Requirement: Each entry here needs to be set down again exactly, please; pictures are left out.

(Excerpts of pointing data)
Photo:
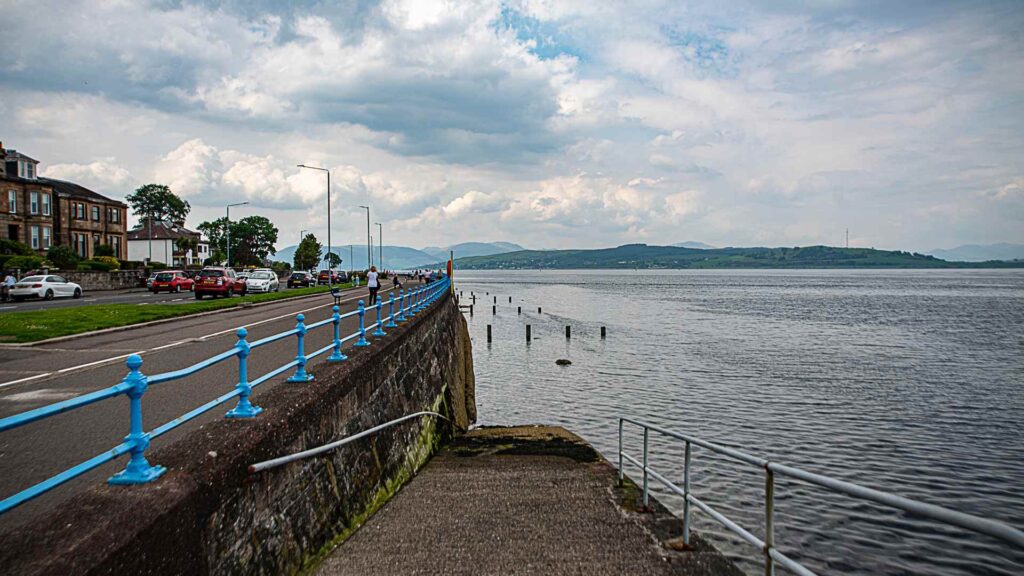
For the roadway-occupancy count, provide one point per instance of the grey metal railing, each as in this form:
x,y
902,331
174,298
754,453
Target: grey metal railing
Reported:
x,y
771,553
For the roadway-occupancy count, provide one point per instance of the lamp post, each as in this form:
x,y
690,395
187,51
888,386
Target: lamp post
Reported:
x,y
370,251
227,228
328,212
380,245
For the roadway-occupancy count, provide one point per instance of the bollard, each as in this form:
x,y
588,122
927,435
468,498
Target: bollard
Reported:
x,y
244,409
363,327
336,356
380,327
138,469
300,371
390,316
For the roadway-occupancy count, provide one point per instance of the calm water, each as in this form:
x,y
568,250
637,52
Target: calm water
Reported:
x,y
910,381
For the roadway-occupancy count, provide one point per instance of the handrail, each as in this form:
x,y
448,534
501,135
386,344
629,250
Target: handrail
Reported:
x,y
772,554
282,460
138,469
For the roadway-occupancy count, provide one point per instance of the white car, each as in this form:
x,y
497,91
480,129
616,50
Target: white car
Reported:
x,y
46,287
262,281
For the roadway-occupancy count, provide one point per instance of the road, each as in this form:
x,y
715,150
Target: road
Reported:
x,y
35,376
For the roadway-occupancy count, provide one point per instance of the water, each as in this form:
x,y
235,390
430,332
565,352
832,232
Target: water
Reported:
x,y
910,381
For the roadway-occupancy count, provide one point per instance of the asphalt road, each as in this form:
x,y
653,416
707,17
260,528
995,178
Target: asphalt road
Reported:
x,y
35,376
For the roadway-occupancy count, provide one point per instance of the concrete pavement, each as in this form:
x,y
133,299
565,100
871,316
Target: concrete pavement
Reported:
x,y
39,450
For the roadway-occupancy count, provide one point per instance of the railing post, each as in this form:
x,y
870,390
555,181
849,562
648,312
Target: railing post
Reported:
x,y
686,495
380,326
336,356
769,521
138,469
646,497
363,327
300,370
244,409
390,313
401,305
621,471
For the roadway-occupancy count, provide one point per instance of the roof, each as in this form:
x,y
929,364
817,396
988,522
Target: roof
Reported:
x,y
78,192
162,230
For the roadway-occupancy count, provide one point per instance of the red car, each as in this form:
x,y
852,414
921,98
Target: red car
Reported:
x,y
172,281
218,282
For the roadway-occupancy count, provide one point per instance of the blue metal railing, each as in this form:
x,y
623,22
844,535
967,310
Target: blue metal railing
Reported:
x,y
138,469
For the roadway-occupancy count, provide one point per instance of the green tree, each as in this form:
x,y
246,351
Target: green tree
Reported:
x,y
252,239
64,257
308,253
159,202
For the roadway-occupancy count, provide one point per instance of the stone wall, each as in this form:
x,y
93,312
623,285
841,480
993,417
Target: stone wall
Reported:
x,y
209,516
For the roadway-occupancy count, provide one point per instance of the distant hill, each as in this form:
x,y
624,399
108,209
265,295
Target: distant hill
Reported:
x,y
644,256
467,249
981,253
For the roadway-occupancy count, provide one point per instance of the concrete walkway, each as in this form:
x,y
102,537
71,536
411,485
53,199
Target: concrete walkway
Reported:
x,y
522,500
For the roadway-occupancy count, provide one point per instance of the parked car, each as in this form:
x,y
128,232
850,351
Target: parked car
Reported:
x,y
46,287
301,279
217,281
172,281
262,281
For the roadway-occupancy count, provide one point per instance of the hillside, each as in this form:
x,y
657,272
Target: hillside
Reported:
x,y
644,256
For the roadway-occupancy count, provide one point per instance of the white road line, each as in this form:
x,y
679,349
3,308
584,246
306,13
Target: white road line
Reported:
x,y
201,338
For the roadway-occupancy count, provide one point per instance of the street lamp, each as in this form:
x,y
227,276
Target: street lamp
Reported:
x,y
380,245
328,209
227,228
370,251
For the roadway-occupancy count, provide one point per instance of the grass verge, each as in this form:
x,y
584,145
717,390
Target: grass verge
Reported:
x,y
32,326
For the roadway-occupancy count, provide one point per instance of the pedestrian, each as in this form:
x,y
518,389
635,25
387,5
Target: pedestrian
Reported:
x,y
8,285
373,284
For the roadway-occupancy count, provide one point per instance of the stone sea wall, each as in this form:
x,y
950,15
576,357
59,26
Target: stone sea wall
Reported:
x,y
209,516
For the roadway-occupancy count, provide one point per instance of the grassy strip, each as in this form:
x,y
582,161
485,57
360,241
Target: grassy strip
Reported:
x,y
32,326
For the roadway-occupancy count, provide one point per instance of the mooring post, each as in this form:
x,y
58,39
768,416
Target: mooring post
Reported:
x,y
138,469
244,409
300,370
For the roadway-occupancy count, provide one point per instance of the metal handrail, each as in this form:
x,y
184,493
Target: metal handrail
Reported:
x,y
772,554
138,469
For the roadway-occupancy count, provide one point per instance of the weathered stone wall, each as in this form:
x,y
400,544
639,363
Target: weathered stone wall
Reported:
x,y
209,516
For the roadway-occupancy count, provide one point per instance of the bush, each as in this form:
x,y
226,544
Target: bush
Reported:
x,y
25,263
62,257
111,260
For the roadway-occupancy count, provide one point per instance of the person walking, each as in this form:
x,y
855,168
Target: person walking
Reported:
x,y
373,284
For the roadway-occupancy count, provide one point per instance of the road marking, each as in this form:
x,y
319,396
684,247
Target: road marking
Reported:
x,y
198,339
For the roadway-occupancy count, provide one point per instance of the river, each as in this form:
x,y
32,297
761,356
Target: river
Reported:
x,y
910,381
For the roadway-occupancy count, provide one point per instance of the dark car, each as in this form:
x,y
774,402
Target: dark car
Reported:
x,y
218,282
303,279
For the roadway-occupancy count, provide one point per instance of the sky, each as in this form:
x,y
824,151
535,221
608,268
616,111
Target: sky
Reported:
x,y
552,124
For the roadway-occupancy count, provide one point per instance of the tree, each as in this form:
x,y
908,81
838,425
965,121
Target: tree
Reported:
x,y
252,239
308,253
64,257
159,202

Task output:
Photo:
For the roadway-occupancy count, provide one point per instance of the grey metal railing, each as in this form:
x,y
902,331
174,298
754,453
Target: grey metal railing
Reported:
x,y
771,553
For the roadway-occupancy count, provide one point per instance of the lamp post, each as in this form:
x,y
690,395
187,51
888,386
Target: lamp post
Reported:
x,y
370,251
227,228
328,212
380,245
For the roadway-occupancy count, provide one point per instance of the bollard, each as in this form:
x,y
588,122
927,435
468,498
Target: bollard
Reported:
x,y
244,409
363,327
336,356
380,327
138,469
300,371
390,316
For the roadway-occupancy count, provide one point per instance of the calm water, each as in this form:
x,y
568,250
637,52
Target: calm water
Reported:
x,y
910,381
For the roadway-occupancy count, provide one point per instance of the handrail, each as in this form:
x,y
448,534
501,135
386,344
629,250
Target: handrail
Reported:
x,y
772,554
282,460
138,469
For the roadway-occupancy count, provide one point per instance of the white car, each as in this form:
x,y
497,91
480,129
616,50
Target: white car
Reported:
x,y
46,287
262,281
For the roadway-occupancy count, provide one point per instance of the road, each as in this form:
x,y
715,150
Target: road
Reported:
x,y
35,376
For the roadway-occupancy count, provide one point per instance of the water, each as in this form:
x,y
235,390
430,332
565,352
832,232
Target: water
Reported:
x,y
910,381
For the roadway-occupancy count, provide one point per instance of the asphalt road, each as in this form:
x,y
653,416
707,17
260,528
995,178
Target: asphalt road
Reported:
x,y
35,376
For the roadway-occupancy count, provide one point per instance of the concrete pavement, each as in this form:
x,y
133,299
565,100
871,316
Target: concrete pavement
Reported:
x,y
39,450
For the roadway-occupancy count, provide one point per instance of the railing post, each as in this form:
x,y
870,390
555,181
849,562
648,312
Target: railing post
Reported:
x,y
686,495
380,326
336,356
769,521
138,469
646,497
363,327
300,370
244,409
390,313
401,305
621,471
For the roadway-occupancy count, provide one point per instance of the roof, each as in this form:
x,y
929,364
817,396
988,522
Target: roof
Reported:
x,y
78,192
162,230
For the roadway-occupancy count, provide one point per instance of the red car, each as in this form:
x,y
852,414
921,98
Target: red car
Reported:
x,y
172,281
218,282
For the roadway-occupancy count, provide one point per instance of the blue metal railing, each as in this form:
x,y
623,22
844,535
967,310
Target: blue metal railing
Reported:
x,y
138,469
For the roadway-occupancy count, provide one point per instance of the green tree, each as in this form:
x,y
246,351
Target: green tree
Reported:
x,y
252,239
64,257
308,253
159,202
For the roadway-occupancy count, provide one point per instance of the stone wall, each as in this form:
x,y
93,312
623,285
841,480
993,417
Target: stone wall
Reported:
x,y
209,516
For the roadway-occupancy count, provide one point per instance of the distant hill, each as in this form:
x,y
624,399
108,209
265,295
Target: distant hill
Reported:
x,y
644,256
467,249
981,253
For the roadway-occupancy count, provide one point per instance of the concrete walkway, each as in this form:
x,y
102,537
71,536
411,485
53,199
Target: concrete walkway
Reported:
x,y
522,500
For the roadway-occupancy count, provide one point per instance of the parked car, each as in this form:
x,y
128,232
850,351
Target: parked car
Reported:
x,y
46,287
301,279
217,281
172,281
262,281
For the roadway-occupancy count, provide one point per instance of the hillside, each as in this form:
x,y
657,272
Target: hillside
Reported:
x,y
644,256
For the roadway-occupancy count, provide one point per instance of the white road line, each as in this form:
x,y
679,349
3,308
584,246
306,13
Target: white road line
Reported:
x,y
201,338
For the roadway-occupancy count, provide one point per instance of the street lamp, each as in this form:
x,y
227,276
Target: street lamp
Reported:
x,y
380,245
328,209
227,228
370,251
For the roadway-occupancy count, provide one point per instance of the grass verge, each as in this form:
x,y
584,145
717,390
Target: grass verge
Reported:
x,y
32,326
For the roadway-occupancy count, provide one point per instance of the pedestrian, each as in this form:
x,y
518,389
635,25
387,5
Target: pedestrian
Reported:
x,y
8,285
373,284
For the roadway-occupancy count, provide one point per instance of the stone sea wall, each as in this form:
x,y
950,15
576,357
59,26
Target: stone sea wall
Reported:
x,y
209,516
For the roadway-occupancy count, provide one point per instance of the grassy strip, each as in this form:
x,y
582,161
485,57
360,241
Target: grassy strip
Reported:
x,y
32,326
For the roadway-occupancy count, provide one point per instance of the mooring post, each as in this form:
x,y
58,39
768,416
Target: mooring post
Reported:
x,y
138,469
244,409
300,370
For the roadway-occupancy count, provide one point per instance of the metal handrail, each as in this form:
x,y
184,493
Target: metal handrail
Reported:
x,y
772,554
138,469
For the roadway-occupancy count, provide one point per instance of the weathered stone wall, each as in this form:
x,y
400,544
639,363
Target: weathered stone wall
Reported:
x,y
209,516
For the roadway-occupancy count, provide one point per instance of the bush, each as in this form:
x,y
226,544
Target: bush
Reported:
x,y
25,263
62,257
111,260
For the roadway-occupancy count, provide one point per instance of the person walking, each as in this form:
x,y
855,168
Target: person walking
Reported:
x,y
373,284
For the roadway-occupancy count, provide one point per instance of the road marking, each as in this form:
x,y
319,396
684,247
Target: road marking
Reported:
x,y
198,339
For the roadway-occupancy count, provide one point per instance of the river, each as in this form:
x,y
32,297
761,356
Target: river
Reported:
x,y
910,381
For the roadway-occupancy count, provide one point per instance of the dark car, each as in this form:
x,y
774,402
Target: dark car
Reported:
x,y
218,282
303,279
For the roadway-occupancy count, provide one point per instance of the sky, each as in this form:
x,y
824,151
535,221
608,268
616,111
Target: sky
Reported:
x,y
552,124
For the roadway-occupancy count, provide one point per instance of the tree, each as in this form:
x,y
908,81
838,425
965,121
Target: tree
Reported:
x,y
252,239
308,253
64,257
159,202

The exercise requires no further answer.